<<<<
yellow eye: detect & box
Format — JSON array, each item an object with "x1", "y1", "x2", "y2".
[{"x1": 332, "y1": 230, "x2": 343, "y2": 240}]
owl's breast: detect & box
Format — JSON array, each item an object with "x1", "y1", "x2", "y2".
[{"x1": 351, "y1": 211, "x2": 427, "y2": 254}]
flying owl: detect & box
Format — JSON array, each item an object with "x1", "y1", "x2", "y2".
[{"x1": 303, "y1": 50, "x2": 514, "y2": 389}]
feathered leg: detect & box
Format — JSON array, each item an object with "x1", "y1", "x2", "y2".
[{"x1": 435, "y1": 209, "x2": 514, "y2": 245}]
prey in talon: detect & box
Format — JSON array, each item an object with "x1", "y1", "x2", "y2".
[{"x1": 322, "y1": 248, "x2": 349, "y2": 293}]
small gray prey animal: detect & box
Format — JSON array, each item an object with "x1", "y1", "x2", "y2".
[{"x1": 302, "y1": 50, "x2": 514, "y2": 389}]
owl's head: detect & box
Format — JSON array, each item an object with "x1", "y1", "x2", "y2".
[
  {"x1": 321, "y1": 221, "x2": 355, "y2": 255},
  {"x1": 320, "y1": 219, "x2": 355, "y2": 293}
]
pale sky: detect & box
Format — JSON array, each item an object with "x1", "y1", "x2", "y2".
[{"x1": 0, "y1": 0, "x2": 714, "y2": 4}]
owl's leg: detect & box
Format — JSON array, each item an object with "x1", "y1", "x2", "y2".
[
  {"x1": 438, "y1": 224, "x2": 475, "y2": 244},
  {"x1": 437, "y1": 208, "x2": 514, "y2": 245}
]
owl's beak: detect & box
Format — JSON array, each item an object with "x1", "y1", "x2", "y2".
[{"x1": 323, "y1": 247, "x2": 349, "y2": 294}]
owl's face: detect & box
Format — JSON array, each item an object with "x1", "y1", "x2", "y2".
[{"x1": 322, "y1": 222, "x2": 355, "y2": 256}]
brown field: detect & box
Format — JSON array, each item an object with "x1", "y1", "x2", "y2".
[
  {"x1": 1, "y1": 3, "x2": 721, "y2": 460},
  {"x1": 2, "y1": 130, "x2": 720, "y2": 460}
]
>>>>
<<<<
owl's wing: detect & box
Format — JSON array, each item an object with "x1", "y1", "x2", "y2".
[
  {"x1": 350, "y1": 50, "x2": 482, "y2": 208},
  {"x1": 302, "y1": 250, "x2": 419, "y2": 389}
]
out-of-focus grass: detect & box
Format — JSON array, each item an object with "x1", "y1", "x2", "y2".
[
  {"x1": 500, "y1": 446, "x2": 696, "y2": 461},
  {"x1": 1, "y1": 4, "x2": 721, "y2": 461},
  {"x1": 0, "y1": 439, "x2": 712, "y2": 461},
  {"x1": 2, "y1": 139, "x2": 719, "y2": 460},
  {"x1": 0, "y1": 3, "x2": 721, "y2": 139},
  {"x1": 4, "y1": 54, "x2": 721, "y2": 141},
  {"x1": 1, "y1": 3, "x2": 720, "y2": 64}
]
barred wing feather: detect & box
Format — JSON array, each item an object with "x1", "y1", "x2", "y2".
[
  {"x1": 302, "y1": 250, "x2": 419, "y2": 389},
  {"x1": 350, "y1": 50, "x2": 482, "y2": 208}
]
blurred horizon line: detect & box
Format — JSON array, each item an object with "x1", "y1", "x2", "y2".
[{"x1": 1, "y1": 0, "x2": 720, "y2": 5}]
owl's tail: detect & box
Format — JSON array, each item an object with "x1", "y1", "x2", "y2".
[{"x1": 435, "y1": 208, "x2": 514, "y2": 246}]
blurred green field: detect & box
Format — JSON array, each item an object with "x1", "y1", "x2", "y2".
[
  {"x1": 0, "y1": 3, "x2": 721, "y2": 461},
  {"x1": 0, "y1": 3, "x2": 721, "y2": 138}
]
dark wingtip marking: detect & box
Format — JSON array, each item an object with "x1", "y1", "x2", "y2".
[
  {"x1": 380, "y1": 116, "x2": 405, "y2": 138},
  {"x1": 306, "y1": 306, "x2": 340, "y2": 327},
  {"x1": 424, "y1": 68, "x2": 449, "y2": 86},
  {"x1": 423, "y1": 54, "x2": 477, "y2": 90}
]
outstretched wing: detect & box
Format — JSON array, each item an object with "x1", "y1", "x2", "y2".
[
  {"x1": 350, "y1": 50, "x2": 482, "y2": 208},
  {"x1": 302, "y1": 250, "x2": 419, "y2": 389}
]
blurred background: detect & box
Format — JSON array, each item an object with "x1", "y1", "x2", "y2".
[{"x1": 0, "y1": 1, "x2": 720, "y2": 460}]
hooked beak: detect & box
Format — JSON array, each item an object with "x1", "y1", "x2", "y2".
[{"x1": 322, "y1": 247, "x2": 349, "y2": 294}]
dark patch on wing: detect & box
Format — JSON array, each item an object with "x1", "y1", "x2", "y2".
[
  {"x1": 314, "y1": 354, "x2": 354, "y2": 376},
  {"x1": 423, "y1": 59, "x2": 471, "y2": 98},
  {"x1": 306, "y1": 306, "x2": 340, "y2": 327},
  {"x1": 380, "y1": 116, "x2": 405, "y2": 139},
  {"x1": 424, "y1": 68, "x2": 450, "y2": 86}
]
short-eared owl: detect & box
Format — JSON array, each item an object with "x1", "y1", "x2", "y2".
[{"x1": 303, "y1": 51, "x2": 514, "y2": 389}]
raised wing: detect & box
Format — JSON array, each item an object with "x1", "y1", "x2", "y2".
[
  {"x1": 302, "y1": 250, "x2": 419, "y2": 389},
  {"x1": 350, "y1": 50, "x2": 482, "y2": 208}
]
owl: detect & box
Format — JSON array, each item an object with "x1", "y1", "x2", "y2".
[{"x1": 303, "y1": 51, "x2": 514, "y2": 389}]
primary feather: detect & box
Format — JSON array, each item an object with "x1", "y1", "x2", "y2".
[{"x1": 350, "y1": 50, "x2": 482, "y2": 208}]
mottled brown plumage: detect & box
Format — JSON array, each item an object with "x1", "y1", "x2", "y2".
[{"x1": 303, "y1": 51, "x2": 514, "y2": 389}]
>>>>
[PROBLEM STATEMENT] Review the entries above and return every line where "brown" appears.

[RESPONSE BOX]
brown field: detect & box
mottled brown plumage: detect & box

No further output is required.